PAGE TEXT
'''

I guess this is one of the more interesting examples to look at:

    select * from inventory_item i where (i.cogs_account).control_code = '5500';
You're only referencing 1 table in the query (inventory_item), but then i.cogs_account runs a query on a related table.

It doesn't seem like a great idea to me. You can't really tell what's happening and there's a huge performance impact in doing it. The query planner is going to be a bit limited in what it can do.

The example following where you have a save procedure against a column is a bit baffling.

    SELECT (i.save).*
    FROM (SELECT (row(null, 3, 1, 2, 'TEST124', 
                'Inventory testing item 2', 1, 2, 
                true)::inventory_item).save) i;


Wow, I'd never seen that style of defining the relationships as computed columns inside a table before — it's somewhat....terrifying.

Think I'll stick to SQLA on that front thanks!


Forgive me for being blunt but I am sorry, can you please tell me who zzzeek is? Why does everyone know him but first name?


Click on his username to read his profile which includes a link to his website http://techspot.zzzeek.org


> I switch between multiple versions of MySQL and MariaDB all day long.

Mike, maybe I misundertood this, but I think they meant actually moving /var/lib/mysql between maria/mysql.


Oh you might be right about that. I'd be pretty nervous going in either direction on top of constant datafiles. Just mysqldump and be done with it.


My understanding is that MariaDB is using an updated replication format which is not readable by Oracle MySQL or the Percona fork of MySQL. So you could not maintain a MySQL slave of a MariaDB instance, and would have to take downtime to switch from MariaDB to MySQL.

(This is only be true if you're using GTIDs in MariaDB, the old file:position format is still compatible. MariaDB does understand MySQL GTIDs, so replication from MySQL to MariaDB does work when using GTIDs in MySQL.)

'''

Pointing entries for named objects

'''

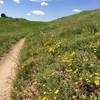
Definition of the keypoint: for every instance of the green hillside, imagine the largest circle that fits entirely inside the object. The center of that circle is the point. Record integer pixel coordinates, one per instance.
(60, 60)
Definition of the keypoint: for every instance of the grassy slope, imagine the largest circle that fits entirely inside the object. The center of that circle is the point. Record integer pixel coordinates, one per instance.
(11, 30)
(59, 68)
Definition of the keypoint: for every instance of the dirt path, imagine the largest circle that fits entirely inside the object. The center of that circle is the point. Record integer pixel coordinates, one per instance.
(7, 70)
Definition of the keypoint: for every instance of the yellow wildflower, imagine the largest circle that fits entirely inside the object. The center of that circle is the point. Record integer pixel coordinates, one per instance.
(97, 82)
(55, 98)
(56, 92)
(44, 98)
(44, 92)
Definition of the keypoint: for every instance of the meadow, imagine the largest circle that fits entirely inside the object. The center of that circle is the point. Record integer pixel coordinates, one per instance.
(60, 60)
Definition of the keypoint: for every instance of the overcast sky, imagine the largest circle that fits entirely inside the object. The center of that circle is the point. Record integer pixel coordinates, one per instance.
(45, 10)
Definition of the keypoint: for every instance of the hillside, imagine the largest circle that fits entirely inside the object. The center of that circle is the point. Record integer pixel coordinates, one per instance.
(60, 60)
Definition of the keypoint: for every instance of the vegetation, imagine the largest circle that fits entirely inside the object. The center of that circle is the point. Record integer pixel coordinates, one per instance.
(60, 60)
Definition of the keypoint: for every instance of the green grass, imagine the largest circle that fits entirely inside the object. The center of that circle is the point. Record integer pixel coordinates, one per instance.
(60, 60)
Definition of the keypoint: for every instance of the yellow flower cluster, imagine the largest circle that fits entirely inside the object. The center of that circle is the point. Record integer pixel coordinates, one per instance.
(67, 57)
(97, 79)
(53, 48)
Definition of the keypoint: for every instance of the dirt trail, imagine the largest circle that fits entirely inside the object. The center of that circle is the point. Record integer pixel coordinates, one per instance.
(7, 70)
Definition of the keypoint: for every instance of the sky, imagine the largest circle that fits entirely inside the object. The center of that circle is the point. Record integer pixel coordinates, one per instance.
(45, 10)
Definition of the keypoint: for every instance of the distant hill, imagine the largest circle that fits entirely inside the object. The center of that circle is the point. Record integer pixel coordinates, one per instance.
(75, 24)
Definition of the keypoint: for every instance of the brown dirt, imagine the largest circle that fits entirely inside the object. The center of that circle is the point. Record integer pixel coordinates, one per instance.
(7, 70)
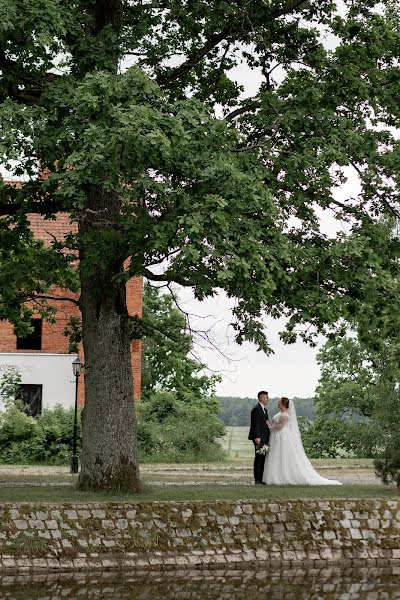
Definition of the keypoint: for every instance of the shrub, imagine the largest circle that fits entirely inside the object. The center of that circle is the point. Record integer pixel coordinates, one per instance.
(171, 430)
(46, 439)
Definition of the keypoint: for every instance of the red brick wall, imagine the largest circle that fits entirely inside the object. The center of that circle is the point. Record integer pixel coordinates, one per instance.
(55, 342)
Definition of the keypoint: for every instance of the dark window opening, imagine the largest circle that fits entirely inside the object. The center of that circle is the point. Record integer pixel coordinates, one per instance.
(33, 341)
(31, 396)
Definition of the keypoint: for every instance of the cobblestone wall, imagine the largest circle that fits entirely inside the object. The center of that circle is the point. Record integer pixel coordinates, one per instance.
(306, 533)
(330, 583)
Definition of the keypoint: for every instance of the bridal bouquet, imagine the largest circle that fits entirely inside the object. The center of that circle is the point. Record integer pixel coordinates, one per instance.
(262, 449)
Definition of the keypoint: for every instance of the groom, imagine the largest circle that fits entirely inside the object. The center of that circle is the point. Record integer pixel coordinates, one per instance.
(259, 433)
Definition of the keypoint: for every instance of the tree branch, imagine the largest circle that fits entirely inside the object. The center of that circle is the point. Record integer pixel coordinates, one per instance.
(59, 298)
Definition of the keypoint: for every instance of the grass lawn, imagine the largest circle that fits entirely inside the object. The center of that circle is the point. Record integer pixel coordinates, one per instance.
(191, 493)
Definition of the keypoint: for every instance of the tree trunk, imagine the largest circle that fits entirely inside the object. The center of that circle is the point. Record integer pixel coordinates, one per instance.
(109, 455)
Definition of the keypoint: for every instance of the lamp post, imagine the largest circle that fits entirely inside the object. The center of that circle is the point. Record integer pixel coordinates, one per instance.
(77, 366)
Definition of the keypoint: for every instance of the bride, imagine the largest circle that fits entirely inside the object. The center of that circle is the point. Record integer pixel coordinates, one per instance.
(286, 462)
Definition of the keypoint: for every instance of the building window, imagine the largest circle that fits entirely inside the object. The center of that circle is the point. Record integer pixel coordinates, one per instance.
(31, 396)
(33, 341)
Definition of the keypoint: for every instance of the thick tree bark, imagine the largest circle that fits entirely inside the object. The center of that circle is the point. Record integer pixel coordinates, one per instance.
(109, 458)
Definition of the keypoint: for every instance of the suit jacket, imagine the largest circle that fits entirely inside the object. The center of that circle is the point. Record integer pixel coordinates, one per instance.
(258, 424)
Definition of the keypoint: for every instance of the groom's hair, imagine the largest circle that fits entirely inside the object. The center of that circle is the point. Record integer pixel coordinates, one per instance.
(285, 401)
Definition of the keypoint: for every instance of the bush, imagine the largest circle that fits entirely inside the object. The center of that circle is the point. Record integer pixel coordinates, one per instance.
(46, 439)
(338, 438)
(175, 431)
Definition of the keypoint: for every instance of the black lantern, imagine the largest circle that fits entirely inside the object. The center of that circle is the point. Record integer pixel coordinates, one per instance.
(77, 367)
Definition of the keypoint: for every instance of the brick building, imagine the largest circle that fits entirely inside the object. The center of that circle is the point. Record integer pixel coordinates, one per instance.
(42, 358)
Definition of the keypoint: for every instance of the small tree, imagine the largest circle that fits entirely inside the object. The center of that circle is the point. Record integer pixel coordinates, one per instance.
(10, 382)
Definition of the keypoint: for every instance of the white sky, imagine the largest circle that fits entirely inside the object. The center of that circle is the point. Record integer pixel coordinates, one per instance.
(292, 370)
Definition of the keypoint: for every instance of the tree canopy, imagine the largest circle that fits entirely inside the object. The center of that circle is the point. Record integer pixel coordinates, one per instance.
(173, 173)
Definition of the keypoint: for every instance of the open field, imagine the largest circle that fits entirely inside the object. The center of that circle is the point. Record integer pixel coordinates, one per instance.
(55, 494)
(212, 481)
(239, 448)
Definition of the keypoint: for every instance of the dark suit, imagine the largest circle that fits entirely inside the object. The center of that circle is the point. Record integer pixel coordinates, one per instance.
(259, 429)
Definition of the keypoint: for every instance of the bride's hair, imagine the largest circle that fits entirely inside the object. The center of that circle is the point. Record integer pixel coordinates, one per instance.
(285, 401)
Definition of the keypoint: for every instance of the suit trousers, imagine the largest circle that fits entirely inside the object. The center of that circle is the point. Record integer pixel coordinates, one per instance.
(259, 460)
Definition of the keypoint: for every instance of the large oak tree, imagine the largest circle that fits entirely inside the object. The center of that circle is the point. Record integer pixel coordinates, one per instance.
(167, 163)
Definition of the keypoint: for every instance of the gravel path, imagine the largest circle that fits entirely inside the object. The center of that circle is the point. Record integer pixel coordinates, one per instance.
(167, 475)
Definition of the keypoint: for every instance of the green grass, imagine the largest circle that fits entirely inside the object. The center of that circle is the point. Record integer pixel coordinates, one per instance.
(239, 449)
(190, 493)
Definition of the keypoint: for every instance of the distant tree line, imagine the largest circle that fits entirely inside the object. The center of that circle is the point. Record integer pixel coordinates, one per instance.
(235, 411)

'''

WHAT THIS EXERCISE ASKS
- a) Find each of the rows that contains the word "post" and copy those lines.
- b) Extend the database discussion past its final sentence.

EXPECTED RESULTS
- a)
Definition of the keypoint: for every instance of the lamp post, imagine the largest circle that fits entirely inside the object. The center of that circle is the point. Record integer pixel coordinates, one per instance.

- b)
I stopped moving live files around in MySQL as a migration strategy decades ago. Why would you want to deal with anything but data?


There is definitely a difficulty in using dumpfiles if your database is 50G in size.


I pipe dumpfiles into pbzip2, which shrinks 1TB+ dumpfiles down to a very manageable 30-40GB. scp to the new host, import, start replication, and it's good.


The problem with this approach is often that the dump restore takes a week to complete.


Actually, from experience, you are wrong. If your database if 50G, chances are most of that is index space. So no, mysqldump has absolutely no problem dealing with database that size.


Use mydumper/myloader. I've had issues using mysqldump over 50g databases with three or four figure tables and has to write a script that dumps every table. To get a consistent snapshot you have to close all the client connections.


I think --single-transaction flag solves this.


We have 500GB to 900GB, redumping that is fun :-)


Are you sure that you actually installed mysql? A apt-get install mysql would install mariadb.

It could be pretty difficult to get and install mysql. I recall times where you needed to go to the Oracle website and check some EULA manually before you could get a temporary download link. Quite a stand against automation.


Your question is whether the person who maintains SQLAlchemy knows how to install mysql?


The forking war between mariadb and mysql does not mind who you are. It affects everyone.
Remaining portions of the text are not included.